EXERCISE AIM:
Convert every line of the entries below into a JSON list of strings, one string per line, omitting any blank lines.

INPUT ROWS:
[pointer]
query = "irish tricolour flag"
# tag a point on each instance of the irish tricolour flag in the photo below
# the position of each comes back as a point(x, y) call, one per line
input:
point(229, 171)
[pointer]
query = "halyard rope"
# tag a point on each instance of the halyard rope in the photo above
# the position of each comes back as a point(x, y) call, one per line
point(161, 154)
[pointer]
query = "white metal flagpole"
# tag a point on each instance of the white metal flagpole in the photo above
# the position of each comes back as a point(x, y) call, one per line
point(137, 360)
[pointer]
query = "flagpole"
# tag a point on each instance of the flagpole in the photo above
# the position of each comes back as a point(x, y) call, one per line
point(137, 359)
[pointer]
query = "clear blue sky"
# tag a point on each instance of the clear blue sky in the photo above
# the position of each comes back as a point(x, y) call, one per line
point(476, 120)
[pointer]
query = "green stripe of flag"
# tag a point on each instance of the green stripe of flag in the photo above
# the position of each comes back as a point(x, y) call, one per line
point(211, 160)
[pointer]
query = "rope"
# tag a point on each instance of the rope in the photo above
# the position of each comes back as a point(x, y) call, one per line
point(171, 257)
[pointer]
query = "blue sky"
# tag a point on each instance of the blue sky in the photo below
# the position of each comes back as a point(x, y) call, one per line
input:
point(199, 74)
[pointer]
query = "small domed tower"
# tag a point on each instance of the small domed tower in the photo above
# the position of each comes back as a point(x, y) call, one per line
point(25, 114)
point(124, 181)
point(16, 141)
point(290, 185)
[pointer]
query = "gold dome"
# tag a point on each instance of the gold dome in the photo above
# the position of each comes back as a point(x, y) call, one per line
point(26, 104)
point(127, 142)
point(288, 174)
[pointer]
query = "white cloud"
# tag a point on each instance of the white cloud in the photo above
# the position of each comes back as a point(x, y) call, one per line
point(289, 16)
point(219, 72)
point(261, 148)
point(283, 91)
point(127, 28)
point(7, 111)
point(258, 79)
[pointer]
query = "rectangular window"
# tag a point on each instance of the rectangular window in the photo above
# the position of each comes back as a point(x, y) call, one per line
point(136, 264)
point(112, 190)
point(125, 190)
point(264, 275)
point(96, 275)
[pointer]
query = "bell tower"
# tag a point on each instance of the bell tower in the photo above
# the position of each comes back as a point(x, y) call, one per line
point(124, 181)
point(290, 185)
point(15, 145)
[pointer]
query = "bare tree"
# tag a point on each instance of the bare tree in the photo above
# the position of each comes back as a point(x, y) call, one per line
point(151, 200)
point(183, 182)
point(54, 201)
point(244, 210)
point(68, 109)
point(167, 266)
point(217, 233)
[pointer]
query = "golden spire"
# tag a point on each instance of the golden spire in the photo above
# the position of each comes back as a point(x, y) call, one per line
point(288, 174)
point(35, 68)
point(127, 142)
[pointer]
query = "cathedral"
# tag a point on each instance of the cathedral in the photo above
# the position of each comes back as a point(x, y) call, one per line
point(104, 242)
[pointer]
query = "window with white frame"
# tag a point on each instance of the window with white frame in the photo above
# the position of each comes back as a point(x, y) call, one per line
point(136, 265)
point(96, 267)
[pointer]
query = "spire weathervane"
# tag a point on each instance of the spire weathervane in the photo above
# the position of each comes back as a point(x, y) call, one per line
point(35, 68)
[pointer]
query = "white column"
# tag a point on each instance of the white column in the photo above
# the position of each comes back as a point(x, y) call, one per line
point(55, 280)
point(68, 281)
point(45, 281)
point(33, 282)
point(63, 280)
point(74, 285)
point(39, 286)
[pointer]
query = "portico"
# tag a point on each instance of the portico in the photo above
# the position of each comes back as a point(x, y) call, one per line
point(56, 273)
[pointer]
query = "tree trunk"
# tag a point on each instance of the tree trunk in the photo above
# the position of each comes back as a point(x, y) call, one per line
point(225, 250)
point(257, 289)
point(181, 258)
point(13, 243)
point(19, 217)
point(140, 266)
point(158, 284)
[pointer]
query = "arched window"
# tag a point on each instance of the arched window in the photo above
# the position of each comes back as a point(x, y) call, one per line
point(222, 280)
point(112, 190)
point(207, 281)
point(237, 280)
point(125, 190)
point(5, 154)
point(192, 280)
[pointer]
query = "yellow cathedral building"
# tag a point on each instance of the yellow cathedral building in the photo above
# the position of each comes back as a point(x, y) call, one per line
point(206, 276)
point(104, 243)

PROBLEM SOLUTION:
[
  "[pointer]",
  "query = \"irish tricolour flag\"",
  "# tag a point on each instance of the irish tricolour flag in the photo below",
  "# the position of each comes back as a point(x, y) call, one per line",
  "input:",
  "point(229, 171)",
  "[pointer]",
  "query = \"halyard rope\"",
  "# tag a point on each instance of the halyard rope in the photo above",
  "# the position of each comes back as a point(x, y) call, one per line",
  "point(161, 154)",
  "[pointer]",
  "query = \"white metal flagpole\"",
  "# tag a point on each instance of the white metal flagpole in the photo above",
  "# the position of each comes back as a point(x, y) call, one per line",
  "point(137, 360)",
  "[pointer]",
  "query = \"flagpole\"",
  "# tag a point on each instance of the flagpole in the photo above",
  "# the position of each comes back as a point(x, y) call, one per line",
  "point(137, 359)",
  "[pointer]",
  "query = \"clear blue sky\"",
  "# tag a point on each instance of the clear blue sky in the photo above",
  "# the position of each comes back as a point(x, y) call, one per line",
  "point(476, 120)",
  "[pointer]",
  "query = \"green stripe of flag\"",
  "# tag a point on each instance of the green stripe of flag in the photo above",
  "# the position of each comes back as a point(x, y) call, one per line",
  "point(211, 160)",
  "[pointer]",
  "query = \"rope\"",
  "# tag a point on each instance of the rope in the photo above",
  "# the position of each comes back as a point(x, y) call, one per line",
  "point(171, 257)",
  "[pointer]",
  "query = \"blue sky\"",
  "# tag a point on each instance of the blue sky in the photo below",
  "# the position of each comes back as a point(x, y) call, one per line",
  "input:",
  "point(199, 74)",
  "[pointer]",
  "query = \"small domed tower\"",
  "# tag a point on each instance of the small domed tower in the photo above",
  "# the position of each comes back as a point(x, y) call, one per line",
  "point(25, 114)",
  "point(124, 181)",
  "point(16, 141)",
  "point(290, 185)",
  "[pointer]",
  "query = \"gold dome\"",
  "# tag a point on each instance of the gold dome in the photo above",
  "# the position of each comes back as a point(x, y) call, one per line",
  "point(26, 104)",
  "point(127, 142)",
  "point(288, 174)",
  "[pointer]",
  "query = \"white cloud\"",
  "# tag a point on each instance of the white cloud in the photo above",
  "# the position of each comes back as a point(x, y) call, one per line",
  "point(289, 16)",
  "point(219, 72)",
  "point(261, 148)",
  "point(283, 91)",
  "point(127, 28)",
  "point(7, 111)",
  "point(258, 79)",
  "[pointer]",
  "query = \"rectangular window\"",
  "# tag a point on each instance of the rectangular window in the photo above",
  "# the position of each comes back as a point(x, y) call, one per line",
  "point(136, 264)",
  "point(112, 190)",
  "point(125, 190)",
  "point(264, 275)",
  "point(96, 275)",
  "[pointer]",
  "query = \"bell tower\"",
  "# tag a point on each instance of the bell tower in the photo above",
  "# the position of each comes back as a point(x, y) call, one per line",
  "point(124, 181)",
  "point(290, 185)",
  "point(15, 145)",
  "[pointer]",
  "query = \"bare tree\"",
  "# tag a point on each instance of the bare tree in the photo above",
  "# the position of each comes back as a point(x, y) call, one per line",
  "point(151, 200)",
  "point(183, 182)",
  "point(54, 201)",
  "point(244, 210)",
  "point(68, 109)",
  "point(167, 266)",
  "point(217, 233)",
  "[pointer]",
  "query = \"golden spire\"",
  "# tag a point on each instance of the golden spire in the photo above",
  "# the position of each comes back as a point(x, y) call, one per line",
  "point(288, 174)",
  "point(35, 68)",
  "point(127, 142)",
  "[pointer]",
  "query = \"cathedral\"",
  "# tag a point on each instance of the cathedral in the photo above",
  "# the position of each comes back as a point(x, y) call, one per line",
  "point(104, 242)",
  "[pointer]",
  "query = \"window with white frame\"",
  "# tag a point on each instance of the window with white frame in the photo above",
  "# the position of each comes back as a point(x, y) call, one per line",
  "point(136, 265)",
  "point(96, 267)",
  "[pointer]",
  "query = \"spire weathervane\"",
  "# tag a point on each instance of the spire weathervane in the photo above",
  "# the position of each comes back as a point(x, y) call, one per line",
  "point(35, 68)",
  "[pointer]",
  "query = \"white column\"",
  "# tag a point on each instance of the white column in the photo above",
  "# the position of each comes back as a point(x, y) call, one per line",
  "point(55, 280)",
  "point(68, 281)",
  "point(45, 281)",
  "point(33, 282)",
  "point(63, 280)",
  "point(74, 285)",
  "point(39, 286)",
  "[pointer]",
  "query = \"portico\"",
  "# tag a point on each instance of the portico in the photo above",
  "# the position of each comes back as a point(x, y) call, one per line",
  "point(56, 273)",
  "[pointer]",
  "query = \"tree trunk\"",
  "# tag a point on each instance of the tree trunk in the photo above",
  "# the position of each comes back as a point(x, y) call, one per line",
  "point(225, 250)",
  "point(257, 289)",
  "point(181, 258)",
  "point(13, 243)",
  "point(19, 217)",
  "point(140, 266)",
  "point(158, 284)",
  "[pointer]",
  "query = \"arched window\"",
  "# tag a point on each instance of the arched window in the photo above",
  "# the position of each comes back as a point(x, y) call, one per line",
  "point(222, 280)",
  "point(112, 190)",
  "point(207, 281)",
  "point(237, 280)",
  "point(125, 190)",
  "point(5, 154)",
  "point(192, 280)",
  "[pointer]",
  "query = \"yellow cathedral building\"",
  "# tag a point on each instance of the yellow cathedral building in the photo above",
  "# the position of each comes back as a point(x, y) call, one per line",
  "point(206, 276)",
  "point(104, 243)"
]